## [Assignment]
Provide the number of lines in the entries below containing "cranberry", with no further words.

[Stored records]
● ● ●

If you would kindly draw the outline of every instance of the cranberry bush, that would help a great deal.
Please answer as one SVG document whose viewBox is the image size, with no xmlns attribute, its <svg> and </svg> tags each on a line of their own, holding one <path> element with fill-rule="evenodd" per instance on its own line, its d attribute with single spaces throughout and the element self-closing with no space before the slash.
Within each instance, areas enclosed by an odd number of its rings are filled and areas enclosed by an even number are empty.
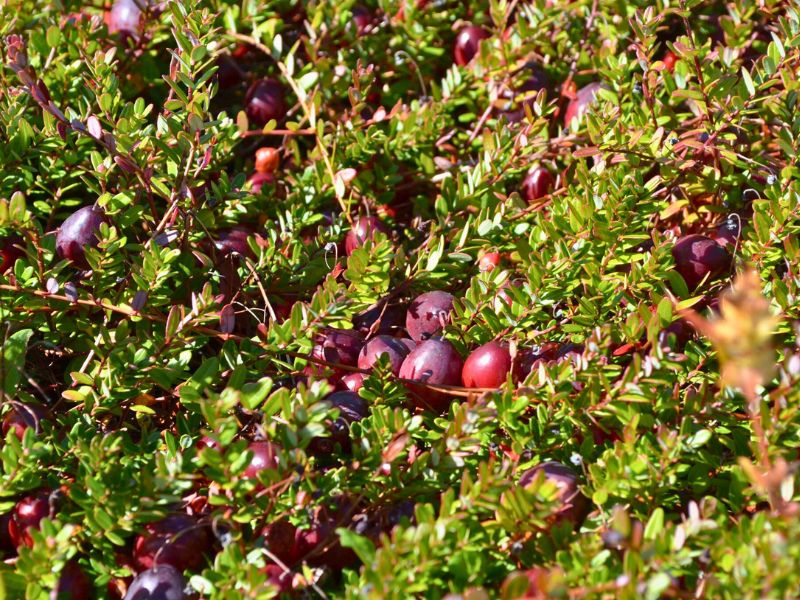
<svg viewBox="0 0 800 600">
<path fill-rule="evenodd" d="M 0 597 L 800 596 L 790 3 L 0 40 Z"/>
</svg>

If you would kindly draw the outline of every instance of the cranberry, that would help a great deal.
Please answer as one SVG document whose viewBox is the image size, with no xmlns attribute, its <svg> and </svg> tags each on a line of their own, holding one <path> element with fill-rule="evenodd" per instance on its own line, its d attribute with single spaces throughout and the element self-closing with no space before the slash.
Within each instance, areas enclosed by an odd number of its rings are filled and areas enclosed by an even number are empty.
<svg viewBox="0 0 800 600">
<path fill-rule="evenodd" d="M 687 235 L 672 247 L 675 270 L 680 273 L 690 292 L 708 277 L 711 281 L 731 267 L 731 256 L 711 238 L 703 235 Z"/>
<path fill-rule="evenodd" d="M 326 362 L 355 367 L 364 339 L 349 329 L 323 329 L 314 338 L 314 354 Z"/>
<path fill-rule="evenodd" d="M 742 221 L 739 215 L 730 215 L 725 221 L 717 227 L 716 236 L 714 239 L 723 248 L 730 246 L 735 247 L 739 242 L 739 236 L 742 234 Z"/>
<path fill-rule="evenodd" d="M 3 419 L 3 437 L 14 430 L 19 439 L 25 435 L 26 429 L 33 429 L 38 433 L 40 421 L 44 419 L 47 410 L 39 404 L 16 404 L 6 413 Z"/>
<path fill-rule="evenodd" d="M 396 335 L 405 325 L 406 307 L 400 304 L 386 306 L 385 301 L 353 317 L 353 328 L 363 335 L 370 333 Z"/>
<path fill-rule="evenodd" d="M 283 121 L 286 111 L 286 89 L 279 81 L 260 79 L 247 90 L 245 112 L 258 127 L 263 127 L 272 119 Z"/>
<path fill-rule="evenodd" d="M 244 470 L 245 479 L 255 479 L 265 469 L 277 469 L 280 448 L 272 442 L 251 442 L 247 449 L 253 453 L 250 464 Z"/>
<path fill-rule="evenodd" d="M 338 444 L 343 452 L 350 452 L 348 428 L 351 423 L 369 415 L 369 405 L 356 392 L 349 391 L 334 392 L 325 398 L 325 401 L 329 402 L 332 408 L 339 409 L 339 418 L 330 425 L 330 436 L 314 438 L 309 444 L 309 450 L 317 456 L 327 456 Z"/>
<path fill-rule="evenodd" d="M 379 335 L 364 344 L 358 355 L 358 368 L 371 369 L 381 355 L 386 355 L 389 357 L 392 373 L 397 375 L 403 360 L 415 347 L 416 344 L 412 340 L 400 340 L 388 335 Z"/>
<path fill-rule="evenodd" d="M 92 583 L 80 565 L 71 560 L 61 569 L 61 576 L 55 589 L 51 592 L 51 600 L 89 600 L 92 597 Z"/>
<path fill-rule="evenodd" d="M 46 492 L 23 498 L 14 507 L 11 521 L 8 524 L 8 533 L 15 546 L 25 544 L 33 546 L 33 538 L 29 533 L 31 528 L 39 529 L 39 522 L 50 516 L 50 496 Z"/>
<path fill-rule="evenodd" d="M 427 292 L 408 307 L 406 329 L 415 342 L 426 340 L 450 322 L 453 296 L 447 292 Z"/>
<path fill-rule="evenodd" d="M 351 392 L 357 392 L 364 387 L 364 380 L 366 378 L 367 376 L 363 373 L 349 373 L 342 377 L 341 383 L 345 389 Z"/>
<path fill-rule="evenodd" d="M 158 565 L 142 571 L 133 580 L 125 600 L 188 600 L 186 579 L 171 565 Z"/>
<path fill-rule="evenodd" d="M 435 385 L 458 385 L 464 361 L 453 345 L 442 339 L 421 342 L 403 361 L 400 377 L 410 382 L 406 386 L 413 392 L 414 403 L 421 408 L 441 412 L 447 408 L 450 397 L 411 381 Z"/>
<path fill-rule="evenodd" d="M 256 150 L 256 171 L 259 173 L 274 173 L 280 164 L 280 154 L 277 148 L 265 146 Z"/>
<path fill-rule="evenodd" d="M 555 180 L 550 171 L 544 167 L 535 167 L 522 180 L 522 197 L 528 203 L 532 203 L 549 194 L 554 183 Z"/>
<path fill-rule="evenodd" d="M 56 251 L 61 258 L 66 258 L 76 266 L 88 268 L 86 248 L 97 246 L 97 232 L 102 223 L 107 223 L 102 208 L 84 206 L 72 213 L 61 224 L 56 235 Z"/>
<path fill-rule="evenodd" d="M 269 185 L 275 181 L 275 176 L 272 173 L 259 173 L 256 171 L 247 178 L 247 183 L 250 186 L 250 191 L 253 194 L 260 194 L 265 185 Z"/>
<path fill-rule="evenodd" d="M 296 536 L 297 527 L 285 519 L 270 523 L 261 530 L 264 547 L 287 565 L 293 565 L 300 559 L 295 543 Z"/>
<path fill-rule="evenodd" d="M 123 37 L 137 39 L 141 28 L 141 0 L 115 0 L 105 21 L 109 33 L 119 33 Z"/>
<path fill-rule="evenodd" d="M 664 63 L 664 66 L 667 68 L 667 71 L 670 73 L 675 72 L 675 63 L 678 62 L 678 55 L 675 54 L 672 50 L 667 50 L 664 52 L 664 56 L 661 59 L 661 62 Z"/>
<path fill-rule="evenodd" d="M 558 462 L 545 462 L 525 471 L 519 478 L 519 485 L 530 485 L 539 473 L 543 473 L 545 480 L 555 484 L 558 489 L 556 500 L 559 507 L 555 511 L 557 521 L 569 521 L 576 525 L 583 521 L 588 501 L 578 489 L 575 471 Z"/>
<path fill-rule="evenodd" d="M 288 594 L 292 591 L 291 571 L 284 571 L 283 567 L 270 563 L 264 567 L 264 574 L 267 576 L 267 581 L 277 588 L 279 594 Z"/>
<path fill-rule="evenodd" d="M 15 552 L 17 549 L 17 545 L 11 539 L 11 534 L 8 531 L 9 526 L 11 525 L 11 515 L 13 513 L 6 513 L 4 515 L 0 515 L 0 557 L 4 553 L 12 553 Z"/>
<path fill-rule="evenodd" d="M 603 87 L 602 84 L 594 82 L 587 86 L 582 87 L 575 94 L 575 98 L 570 100 L 567 105 L 567 110 L 564 112 L 564 125 L 569 127 L 572 119 L 576 118 L 580 121 L 589 107 L 594 103 L 597 92 Z"/>
<path fill-rule="evenodd" d="M 481 40 L 489 37 L 489 32 L 483 27 L 468 25 L 458 32 L 456 45 L 453 49 L 456 64 L 460 67 L 468 64 L 478 53 Z"/>
<path fill-rule="evenodd" d="M 133 545 L 133 559 L 140 570 L 166 564 L 179 571 L 195 571 L 211 549 L 207 528 L 189 515 L 170 515 L 146 525 L 145 530 Z"/>
<path fill-rule="evenodd" d="M 214 242 L 214 248 L 220 256 L 239 254 L 253 258 L 255 255 L 250 249 L 250 244 L 247 243 L 252 235 L 253 232 L 245 227 L 234 227 L 221 231 Z"/>
<path fill-rule="evenodd" d="M 461 378 L 466 387 L 498 388 L 511 370 L 511 354 L 506 346 L 488 342 L 467 357 Z"/>
<path fill-rule="evenodd" d="M 19 237 L 0 237 L 0 275 L 14 267 L 17 259 L 25 256 L 25 253 L 19 249 L 22 245 L 22 239 Z"/>
<path fill-rule="evenodd" d="M 478 259 L 478 270 L 481 273 L 493 271 L 500 265 L 502 255 L 499 252 L 487 252 Z"/>
<path fill-rule="evenodd" d="M 350 256 L 356 248 L 363 246 L 367 240 L 375 239 L 375 234 L 378 232 L 388 233 L 386 226 L 379 219 L 376 217 L 359 218 L 344 240 L 347 256 Z"/>
<path fill-rule="evenodd" d="M 353 25 L 356 27 L 358 35 L 364 35 L 372 26 L 372 13 L 364 6 L 353 8 Z"/>
</svg>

● ● ●

## [Result]
2